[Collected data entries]
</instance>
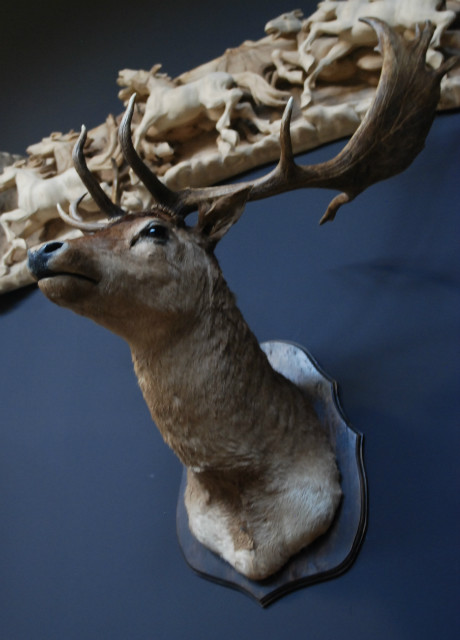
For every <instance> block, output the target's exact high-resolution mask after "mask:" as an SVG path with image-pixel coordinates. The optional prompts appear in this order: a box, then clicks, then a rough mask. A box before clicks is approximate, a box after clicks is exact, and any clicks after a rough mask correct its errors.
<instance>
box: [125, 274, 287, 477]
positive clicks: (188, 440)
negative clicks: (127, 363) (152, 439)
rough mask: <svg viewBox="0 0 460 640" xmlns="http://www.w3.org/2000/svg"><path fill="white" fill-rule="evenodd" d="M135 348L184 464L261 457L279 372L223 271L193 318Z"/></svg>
mask: <svg viewBox="0 0 460 640" xmlns="http://www.w3.org/2000/svg"><path fill="white" fill-rule="evenodd" d="M204 297H205V298H206V297H207V296H204ZM131 350H132V355H133V362H134V368H135V371H136V375H137V377H138V380H139V385H140V387H141V390H142V392H143V395H144V398H145V400H146V403H147V405H148V407H149V409H150V412H151V414H152V417H153V419H154V421H155V423H156V424H157V426H158V428H159V430H160V431H161V433H162V436H163V438H164V439H165V441H166V442H167V444H168V445H169V446H171V448H172V449H173V450H174V451H175V453H176V454H177V455H178V457H179V458H180V459H181V460H182V462H183V463H184V464H185V465H187V466H188V467H191V468H193V469H195V470H200V471H202V470H209V469H225V468H231V469H235V468H241V467H246V468H251V467H252V468H254V466H257V465H259V464H261V461H262V460H263V449H264V447H263V445H262V443H263V441H264V438H263V437H262V432H266V430H267V428H268V430H270V425H268V424H267V419H269V416H268V415H267V413H268V414H269V413H270V407H271V406H272V400H273V397H272V396H273V394H275V393H276V389H275V388H274V387H276V386H279V378H280V376H279V375H278V374H276V373H275V372H274V371H273V369H272V368H271V367H270V365H269V363H268V360H267V358H266V356H265V354H264V353H263V352H262V351H261V349H260V347H259V344H258V342H257V339H256V338H255V336H254V335H253V333H252V332H251V330H250V329H249V327H248V325H247V324H246V322H245V320H244V319H243V316H242V314H241V313H240V311H239V310H238V308H237V307H236V304H235V301H234V297H233V294H232V293H231V292H230V291H229V289H228V287H227V285H226V284H225V282H224V280H223V277H222V276H220V277H219V279H218V281H217V282H216V283H215V284H214V286H213V290H212V294H211V295H210V296H208V297H207V302H206V305H205V308H202V310H201V313H200V314H199V315H198V316H197V317H196V319H195V321H194V322H190V323H189V322H187V323H184V326H182V327H181V328H180V329H178V330H177V331H176V332H175V335H174V336H170V337H169V339H167V340H163V341H161V342H160V343H159V342H158V340H155V342H154V343H148V342H146V343H144V344H141V345H136V346H133V345H131ZM283 380H284V379H283ZM285 382H286V381H285ZM267 409H268V412H267ZM273 418H274V417H273V416H271V420H272V421H273Z"/></svg>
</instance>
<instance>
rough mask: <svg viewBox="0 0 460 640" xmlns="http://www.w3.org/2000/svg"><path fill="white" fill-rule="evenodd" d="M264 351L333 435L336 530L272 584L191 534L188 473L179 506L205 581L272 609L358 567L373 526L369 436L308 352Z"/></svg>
mask: <svg viewBox="0 0 460 640" xmlns="http://www.w3.org/2000/svg"><path fill="white" fill-rule="evenodd" d="M261 346H262V349H263V350H264V351H265V353H266V354H267V357H268V359H269V360H270V363H271V365H272V367H273V368H274V369H276V370H277V371H279V372H280V373H282V374H283V375H284V376H286V377H287V378H289V379H290V380H292V381H293V382H295V383H296V384H297V385H298V386H299V387H301V388H302V389H305V391H306V393H308V394H309V395H310V396H311V397H312V398H313V401H314V405H315V409H316V411H317V413H318V416H319V418H320V420H321V422H322V423H323V424H324V427H325V429H327V431H328V433H329V434H330V439H331V442H332V445H333V446H334V448H335V452H336V457H337V462H338V466H339V469H340V473H341V485H342V491H343V499H342V502H341V504H340V506H339V509H338V512H337V514H336V517H335V519H334V522H333V523H332V525H331V527H330V529H329V530H328V531H327V532H326V533H325V534H324V535H323V536H321V538H318V539H317V540H315V542H314V543H313V544H311V545H309V546H308V547H306V548H305V549H303V550H302V551H301V552H300V553H298V554H297V555H296V556H294V557H292V558H291V559H290V560H289V562H288V563H287V564H286V565H285V566H284V567H283V568H282V569H281V570H280V571H278V572H277V573H276V574H274V575H273V576H271V577H270V578H267V579H266V580H261V581H253V580H249V579H248V578H245V577H244V576H242V575H241V574H239V573H238V572H237V571H236V570H235V569H233V567H231V566H230V565H229V564H228V563H227V562H225V561H224V560H222V559H221V558H220V557H218V556H217V555H216V554H214V553H213V552H212V551H209V550H208V549H206V548H205V547H204V546H203V545H201V544H200V543H199V542H198V540H196V538H195V537H194V536H193V535H192V534H191V533H190V530H189V527H188V516H187V512H186V509H185V505H184V492H185V486H186V470H185V469H184V473H183V477H182V484H181V488H180V493H179V501H178V506H177V534H178V538H179V543H180V546H181V548H182V551H183V553H184V556H185V559H186V561H187V563H188V564H189V565H190V567H191V568H192V569H193V570H194V571H196V572H197V573H198V574H199V575H200V576H202V577H204V578H207V579H209V580H212V581H214V582H218V583H219V584H223V585H225V586H227V587H231V588H233V589H237V590H240V591H242V592H244V593H246V594H248V595H249V596H251V597H253V598H255V599H256V600H257V602H258V603H259V604H260V605H262V606H264V607H265V606H267V605H269V604H271V603H272V602H274V601H275V600H277V599H278V598H280V597H281V596H283V595H285V594H287V593H289V592H290V591H293V590H294V589H299V588H300V587H305V586H307V585H310V584H313V583H315V582H319V581H322V580H327V579H329V578H335V577H336V576H338V575H340V574H341V573H343V572H344V571H346V570H347V569H349V567H350V566H351V565H352V564H353V562H354V560H355V558H356V556H357V554H358V551H359V549H360V547H361V544H362V541H363V539H364V536H365V532H366V527H367V482H366V475H365V470H364V463H363V436H362V435H361V434H360V433H358V432H357V431H355V430H354V429H353V427H351V426H350V425H349V424H348V423H347V421H346V418H345V416H344V413H343V411H342V408H341V406H340V402H339V399H338V395H337V384H336V382H335V381H333V380H331V379H330V378H329V377H328V376H327V375H326V374H325V373H324V372H323V371H322V370H321V369H320V367H319V366H318V364H317V363H316V362H315V361H314V360H313V358H312V357H311V356H310V355H309V354H308V353H307V351H306V350H305V349H303V348H302V347H300V346H298V345H295V344H293V343H289V342H282V341H271V342H265V343H263V344H262V345H261Z"/></svg>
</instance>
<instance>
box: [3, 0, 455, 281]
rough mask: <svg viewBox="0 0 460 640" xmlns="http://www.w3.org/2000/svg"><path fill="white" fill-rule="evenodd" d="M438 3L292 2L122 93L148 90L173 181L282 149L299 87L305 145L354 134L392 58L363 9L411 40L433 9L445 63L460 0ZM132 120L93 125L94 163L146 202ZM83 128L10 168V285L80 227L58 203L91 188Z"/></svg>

■ **What is needed**
In the entries above, find the line that contains "negative clicks: (127, 363) (152, 439)", then repeat exactly every line from the first one through that line, with no pictures.

■ **Result of this exercise**
</instance>
For every <instance> block, output the target's exact high-resolution mask after "mask:" as an SVG path with image-pixel coordinates. The optional prompts appear in this order: a box, then clicks, then a rough mask. A box before clicks is approximate, a box after clicks is exact, and any clicks after a rough mask correct its errors.
<instance>
box: [125, 274, 287, 477]
positive clicks: (188, 440)
negative clicks: (127, 363) (152, 439)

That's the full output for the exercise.